Et c’est en cet endroit que naissaient de nouveaux établissements et que la question de l’éthique s’imposait.
L’éthique… Nombre de controverses s’inscrivaient autour de cette posture, chacun y proposant son grain de sel avec pour seule préoccupation la question du sujet au cœur de la cité, «
De notre position de sujet, nous sommes toujours responsables
»[1], disait Joseph en citant Jacques Lacan, encore un fou pensant pour les managers, dis-je.
Mais heureusement, les débats fleurissaient toujours, ils exposaient des préoccupations au centre de l’esplanade, dont une qui interrogeait l’éthique au cœur de la relation éducative.
Comment pouvait-on parler de relation sans évoquer la question de l’éthique ? Cela leur était intenable que l’on puisse ne pas adhérer à ce point de vue et encore plus insupportable que l’esprit n’en soit même pas effleuré. D’autant que certains osaient prétendre la neutralité de la relation. « Aberration !!!! », hurlaient-ils à travers l’Agorive, car « dire comme on l’entend souvent, et comme parfois on l’enseigne malheureusement dans les écoles de travail social, sous le prétexte d’une neutralité bien illusoire, qu’il s’agit de travailler sans tenir compte de ce qui est touché en soi dans toute rencontre éducative, est une bêtise. Il s’agit au contraire d’apprendre à faire avec. Un éducateur, pas plus que tout un chacun, n’est ni de marbre, ni de bois. »[2]
La relation ne saurait être neutre en ce qu’elle est de fait, bien dérangeante, « que vient-il me demander celui-ci ? », « que me veut-il ? » complétait Joseph[3], « que me prête-t-il ? » surenchérissait Sigmund, bien évidemment la relation ici, invite à la convocation de soi à travers l’autre et de l’autre à travers soi, cette relation qui nous fabrique « humain » et ce mot que les gestionnaires exècrent, le « transfert »[4]. Alors pour soutenir cette insoutenable proposition aux oreilles managériales, tous ces impossibles éducateurs rappelaient dans leurs controverses avec la société consumériste, que l’institution n’était pas une entreprise mais le lieu où se lie et s’unit ce qui maintient ensemble une coalition humaine. Qui dit humanité, dit relation… qui dit relation parle de rencontre humaine et pour l’éducateur il s’agit bien d’une rencontre éprouvante avec des sujets en souffrances.

• [Extrait source]
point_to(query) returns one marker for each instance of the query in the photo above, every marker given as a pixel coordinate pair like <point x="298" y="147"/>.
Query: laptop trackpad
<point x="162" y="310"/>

• [Actions demandées]
**A.** Restituez tel quel, dans le passage sur l'éthique, tout ce qui va de « Et c’est en » jusqu'à « la relation éducative. ».
**B.** D'après le passage sur l'éthique, qu'est-ce que l'institution n'était pas, selon les éducateurs ?
**C.** Poursuivez le passage sur l'éthique dans la relation éducative à partir de l'endroit où il s'arrête.
Le listing n'a aucun rapport avec le passage sur l'éthique.

• [Résultats par tâche]
**A.**
Et c’est en cet endroit que naissaient de nouveaux établissements et que la question de l’éthique s’imposait.
L’éthique… Nombre de controverses s’inscrivaient autour de cette posture, chacun y proposant son grain de sel avec pour seule préoccupation la question du sujet au cœur de la cité, «
De notre position de sujet, nous sommes toujours responsables
»[1], disait Joseph en citant Jacques Lacan, encore un fou pensant pour les managers, dis-je.
Mais heureusement, les débats fleurissaient toujours, ils exposaient des préoccupations au centre de l’esplanade, dont une qui interrogeait l’éthique au cœur de la relation éducative.

**B.** Une entreprise.

**C.**
Forts de ces propos, tous ces « éduc-rêveurs », voyageurs de l’improbable réponse à apporter aux sujets en souffrance, prirent la décision d’inscrire au cœur de leur praxis la question de l’éthique,… laisser le sujet advenir et l’accueillir. Alors il leur fallait un lieu, une institution. Ils demandèrent à Jean un avis.
Une institution libre !!! Voilà ce que dessinait la pensée de Jean. « Une institution au service du transfert » dit-il en adressant un clin d’œil à Sigmund, non loin de là. Oui, il s’agissait de faire de l’institution l’espace de possibles rencontres et l’espace d’une fonction du côté de l’étayage et de l’accueil. Il fallait donner un nom à ce lieu éducatif, comme chacun se désespérait de l’ambiance consumériste et managériale de la cité, avec un humour cynique qui en disait long, ils s’adressèrent à Thomas… et la nommèrent « Utopia » !!!!
Un lieu sans lieu ? Etait-ce possible ? Non, bien sûr… mais en ces temps scientistes et rationnalisés au nom du coût et de l’ordre dans les rangs, les « éduc-rêveurs » redonnait du sens à la rencontre en ne trouvant qu’un seul lieu possible, la relation ! Drôle de vocable, en cette époque Que Georges et Ray avaient anticipé quelques années plutôt dans leur littérature témoin de la catastrophe humaine que l’humanité vivait aujourd’hui, la bêtise cognitiviste !!!!
Utopia… disait en son nom, le manque d’espace à la pensée. Ainsi fût bâtie l’institution quand à mon grand étonnement je me retrouvais à tourner la clé dans la serrure de la porte du bureau… La bêtise institutionnelle se rappelait à moi ! Réunion, 10h, avec la direction générale, objet : « l’accompagnement au changement », mais quel changement ????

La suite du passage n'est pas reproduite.